**WORK REQUIRED**
Give the entries back exactly, dropping each image.

**MATERIAL TO PROCESS**
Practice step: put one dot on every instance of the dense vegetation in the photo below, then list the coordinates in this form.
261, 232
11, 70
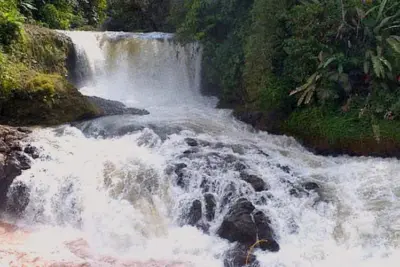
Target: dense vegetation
339, 59
33, 85
317, 69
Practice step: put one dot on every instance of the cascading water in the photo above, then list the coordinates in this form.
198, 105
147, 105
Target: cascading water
110, 183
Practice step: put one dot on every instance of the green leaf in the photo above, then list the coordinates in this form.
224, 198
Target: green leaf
340, 69
381, 8
394, 43
366, 67
329, 61
387, 63
310, 94
378, 68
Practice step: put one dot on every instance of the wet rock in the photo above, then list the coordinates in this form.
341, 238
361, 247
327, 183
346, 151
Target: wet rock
17, 198
238, 224
179, 171
15, 146
294, 192
228, 194
22, 159
263, 153
230, 158
310, 186
238, 149
110, 107
24, 130
210, 206
191, 151
256, 182
239, 166
191, 142
245, 225
32, 151
284, 168
13, 168
265, 232
4, 147
238, 257
219, 145
195, 213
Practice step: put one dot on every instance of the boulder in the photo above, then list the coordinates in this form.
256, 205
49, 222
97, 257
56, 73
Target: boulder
110, 107
256, 182
195, 213
310, 186
210, 206
238, 257
245, 225
238, 225
191, 142
284, 168
17, 198
32, 151
265, 232
179, 171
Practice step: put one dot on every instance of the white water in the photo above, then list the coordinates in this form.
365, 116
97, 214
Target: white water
115, 194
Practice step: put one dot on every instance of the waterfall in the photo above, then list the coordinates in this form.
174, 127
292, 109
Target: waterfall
120, 191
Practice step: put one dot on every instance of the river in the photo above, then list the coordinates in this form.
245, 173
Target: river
102, 193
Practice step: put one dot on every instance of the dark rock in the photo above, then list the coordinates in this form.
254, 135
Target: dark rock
24, 130
265, 232
309, 186
263, 153
203, 226
15, 146
4, 147
238, 149
24, 161
210, 206
256, 182
17, 198
239, 166
294, 192
191, 142
228, 194
32, 151
237, 257
219, 145
110, 107
230, 158
283, 168
179, 171
195, 213
238, 224
13, 168
191, 151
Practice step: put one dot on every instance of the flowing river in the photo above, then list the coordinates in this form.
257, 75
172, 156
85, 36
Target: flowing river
103, 193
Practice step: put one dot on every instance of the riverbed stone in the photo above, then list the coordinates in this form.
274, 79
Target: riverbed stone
256, 182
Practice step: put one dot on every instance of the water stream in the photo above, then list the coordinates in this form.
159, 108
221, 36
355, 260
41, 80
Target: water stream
107, 182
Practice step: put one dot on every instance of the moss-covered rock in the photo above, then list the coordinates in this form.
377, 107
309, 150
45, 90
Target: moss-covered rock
328, 132
33, 81
46, 100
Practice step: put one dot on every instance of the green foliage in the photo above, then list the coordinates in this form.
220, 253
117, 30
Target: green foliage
10, 22
43, 84
264, 53
54, 18
138, 15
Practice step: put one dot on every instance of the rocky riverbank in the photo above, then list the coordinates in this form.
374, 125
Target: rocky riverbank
14, 159
330, 135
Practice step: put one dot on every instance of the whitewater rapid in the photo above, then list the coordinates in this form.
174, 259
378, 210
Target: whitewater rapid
107, 182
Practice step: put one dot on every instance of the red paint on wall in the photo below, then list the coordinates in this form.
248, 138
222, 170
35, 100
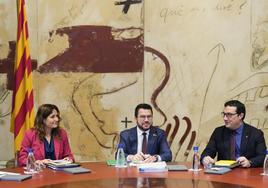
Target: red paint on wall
94, 49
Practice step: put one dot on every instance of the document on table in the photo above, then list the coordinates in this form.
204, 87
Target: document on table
152, 167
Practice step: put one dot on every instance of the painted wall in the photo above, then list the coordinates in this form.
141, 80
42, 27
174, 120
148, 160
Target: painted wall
97, 59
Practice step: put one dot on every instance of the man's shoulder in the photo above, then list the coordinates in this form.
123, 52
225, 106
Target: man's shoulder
158, 130
251, 128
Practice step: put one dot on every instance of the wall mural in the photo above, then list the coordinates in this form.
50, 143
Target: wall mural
97, 60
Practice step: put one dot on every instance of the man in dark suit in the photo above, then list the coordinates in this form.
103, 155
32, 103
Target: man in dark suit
145, 142
248, 147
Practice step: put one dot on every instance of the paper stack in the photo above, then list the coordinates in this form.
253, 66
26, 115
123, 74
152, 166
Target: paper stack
152, 167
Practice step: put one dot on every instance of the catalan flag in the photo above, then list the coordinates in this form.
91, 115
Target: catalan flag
22, 117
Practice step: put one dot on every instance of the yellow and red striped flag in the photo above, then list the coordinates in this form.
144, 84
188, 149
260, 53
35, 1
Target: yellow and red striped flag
22, 117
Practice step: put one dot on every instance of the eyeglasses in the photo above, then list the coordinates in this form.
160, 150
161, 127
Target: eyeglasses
228, 115
144, 117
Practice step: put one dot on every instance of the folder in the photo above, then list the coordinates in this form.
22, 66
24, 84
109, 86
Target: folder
8, 177
177, 168
226, 163
77, 170
217, 170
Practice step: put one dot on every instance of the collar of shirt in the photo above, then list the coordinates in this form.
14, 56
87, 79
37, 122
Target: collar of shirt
239, 130
139, 132
140, 138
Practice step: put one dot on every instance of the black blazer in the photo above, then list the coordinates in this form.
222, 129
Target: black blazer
253, 145
157, 143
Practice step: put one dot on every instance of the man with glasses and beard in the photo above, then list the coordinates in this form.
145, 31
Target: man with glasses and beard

**ANSWER TO THE TASK**
Practice step: put one dot on every instance of the dense vegetation in the photo below, then list the coordinates in this form.
261, 232
11, 70
Target: dense vegetation
339, 59
33, 85
317, 69
Practice step: put one dot on every instance of the cascading water in the photo above, then list the coordinates in this form.
198, 105
147, 105
Target: cascading water
110, 183
Practice step: put one dot on every instance of the green leaf in the photo above, then list the coordinates in this form.
224, 198
Target: green leaf
340, 69
381, 8
394, 43
366, 67
329, 61
387, 63
310, 94
378, 68
Practice step: put one dot on every instance of the wet rock in the photo above, then list the coordinates in this form.
341, 238
361, 247
327, 183
346, 151
Target: wet rock
17, 198
238, 224
179, 171
15, 146
294, 192
228, 194
22, 159
263, 153
230, 158
310, 186
238, 149
110, 107
24, 130
210, 206
191, 151
256, 182
239, 166
191, 142
245, 225
32, 151
284, 168
13, 168
265, 232
4, 147
238, 257
219, 145
195, 213
Practice step: put one dot on every instance of the boulder in the photo above, then list the coordinates in this form.
256, 205
49, 222
97, 257
56, 73
Target: boulder
110, 107
256, 182
195, 213
310, 186
210, 206
238, 257
245, 225
238, 225
191, 142
284, 168
17, 198
32, 151
265, 232
179, 171
Practice step: put one dot on every instance of the white water in the photo above, then list the coordinates in this form.
365, 116
97, 214
Target: white water
115, 194
Practice step: put one dot on every instance of the waterfall in the photo above, then list the coordinates in this form.
174, 127
292, 109
Target: waterfall
120, 191
Practice step: put one dot on every instance of the river in the photo above, then list the coordinates in this form.
245, 173
Target: river
102, 193
Practice step: put one dot on every instance of the dark rock in the photo above, then list the coordinates in this form.
254, 135
Target: dark rock
24, 130
265, 232
309, 186
263, 153
203, 226
15, 146
4, 147
238, 149
24, 161
210, 206
256, 182
17, 198
239, 166
294, 192
191, 142
228, 194
32, 151
237, 257
219, 145
110, 107
230, 158
283, 168
179, 171
195, 213
238, 224
13, 168
191, 151
Practice step: put one dot on every instance of the flowing river in the photo above, then list the coordinates in this form.
257, 75
172, 156
85, 36
Target: flowing river
103, 193
Practice step: put one dot on every instance of the riverbed stone in the photo above, then list the coordinates in this form.
274, 79
Target: riverbed stone
256, 182
Practice step: put one dot on every instance of the water stream in the photo above, then list the coordinates in this form.
159, 108
221, 36
355, 260
41, 80
Target: water stream
107, 182
Practice step: put one dot on every instance of the moss-covered rock in the photo above, then list the coordinates in this form.
377, 107
309, 150
45, 90
Target: moss-covered rock
328, 132
33, 81
46, 100
Practice step: put one dot on every instance of the green foliage in the photo above, then list the coordinates in this form.
220, 253
117, 30
Target: green foliage
10, 22
43, 84
264, 53
54, 18
138, 15
Practice step: put one dot on every instance of the rocky riverbank in the photo above, then list the coordinates in this form.
374, 125
Target: rocky riverbank
14, 159
330, 135
Practice step: put one dot on every instance of the whitewater rapid in the photo above, then list the coordinates in this form.
174, 259
378, 210
Target: whitewater rapid
107, 182
Practice step: put one dot on every instance of the red paint on wall in the photo below, then list the coordinates in this form.
248, 138
222, 170
35, 100
Target: red paint on wall
94, 49
Practice step: put one dot on every instance of the document on table in the photo above, then list the coordinates in this form.
204, 87
Target: document on table
152, 167
Practice step: put one dot on every instance of the painted wall in the photo above, then list the coordinates in this form.
141, 80
42, 27
174, 120
148, 160
Target: painted wall
97, 59
Practice step: put one dot on every instance of the man's shoulder in the photo above, then list the coordinates in this form.
123, 52
225, 106
Target: man's shoulder
158, 130
251, 128
Practice step: put one dot on every instance of the wall mural in the photo above, then list the coordinates in this form.
50, 143
Target: wall mural
97, 60
Practice step: put one dot on every instance of the man in dark suit in the photo above, then list the coordinates in this form.
103, 155
32, 103
Target: man in dark suit
145, 142
248, 147
Practice step: put one dot on every instance of the paper stack in the photo above, then list the coordinates in this form.
253, 66
26, 115
123, 74
152, 166
Target: paper stack
152, 167
Practice step: put one dot on every instance of the catalan flag in the photo above, then list the coordinates in this form.
91, 115
Target: catalan flag
22, 117
Practice step: put one dot on every instance of the yellow and red striped flag in the photo above, then list the coordinates in this form.
144, 84
188, 149
260, 53
35, 1
Target: yellow and red striped flag
22, 117
Practice step: put one dot on every instance of the eyeglasses in the photo above, then list the coordinates in this form.
160, 150
161, 127
Target: eyeglasses
228, 115
144, 117
Practice step: put one dot on every instance of the folder in the photo above, then list the coordinates in this form.
22, 66
24, 84
109, 86
Target: folder
8, 177
177, 168
226, 163
77, 170
217, 170
Practice step: put one dot on every instance of the collar of shirt in the photo above, then list the coordinates in this form.
14, 56
87, 79
37, 122
Target: collar of shirt
239, 130
139, 132
140, 138
Practice step: put one dot on every instance of the black blazer in the photo above, then list the coordinates in this form.
222, 129
Target: black blazer
253, 145
157, 143
Practice step: put one dot on every instance of the man with glasses and beard in the photo above, then list the coordinates in this form.
145, 31
Target: man with glasses and beard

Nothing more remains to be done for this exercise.